■ **GIVEN TEXT**:
Clearly, any theme proposed for WBDD 2006 must straddle both, the programmatic, as well as the public domains. Furthermore, the theme should have the potential to facilitate/catalyze the following:

  • Building of stronger and demonstrable political and social commitment at all levels, for VNBD.

  • Creation of an enabling environment for the sustained recruitment and retention of VNBDs.

  • Approaches that improve access to safe blood by those who need it most, and where they need it most.

  • Mobilisation of a wider set of actors, including the private sector, NGOs and the media, to promote VNBD.

  • Closer linkages and collaboration between national blood transfusion services and other relevant health and development programs.

■ **DATA SEGMENT**:
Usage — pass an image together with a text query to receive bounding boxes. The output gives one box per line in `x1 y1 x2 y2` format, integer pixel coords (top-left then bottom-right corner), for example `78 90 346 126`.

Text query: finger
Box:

■ **WORK TASK 1**: In the passage on the proposed theme for WBDD 2006, which actors does it name as part of the wider set to be mobilized to promote VNBD?
■ **WORK TASK 2**: Resume the passage on the proposed theme for WBDD 2006, picking up right after its final bulleted point.

■ **FINAL ANSWER 1**: The private sector, NGOs and the media.

■ **FINAL ANSWER 2**:
While experience has shown that it can be difficult to develop a single, overarching theme (and its related strap-lines/messages) that adequately responds to global, regional as well as country contexts and issues, the following is proposed for WBDD 2006:

  • Overarching Theme and Programmatic Goal:  Ensuring Universal Access to Safe Blood

The theme ? “Ensuring Universal Access to Safe Blood” ? deliberately sets an ambitious agenda and challenging benchmark for member states, political leadership, and program mangers of blood transfusion services. It has the potential to capture public imagination and media attention, as well as provoke debate and dialogue around policy and programmatic issues. The notion of “Universal Access” strongly articulates the need for ensuring that adequate and safe blood is available to those who need it most, and where it is most-needed.

  • Strap-line articulating the theme: “Safe Blood Saves Lives. Give freely. Give now!”

The strap-line ? “Safe Blood Saves Lives. Give freely. Give now!” emphasizes the centrality of “safe blood” in saving lives. Furthermore, it foregrounds the issue of adequacy of supply and the spirit of volunteerism/non-remuneration in “Give freely”; and finally, it promotes a sense of urgency and reinforces a call to action through “Give now!”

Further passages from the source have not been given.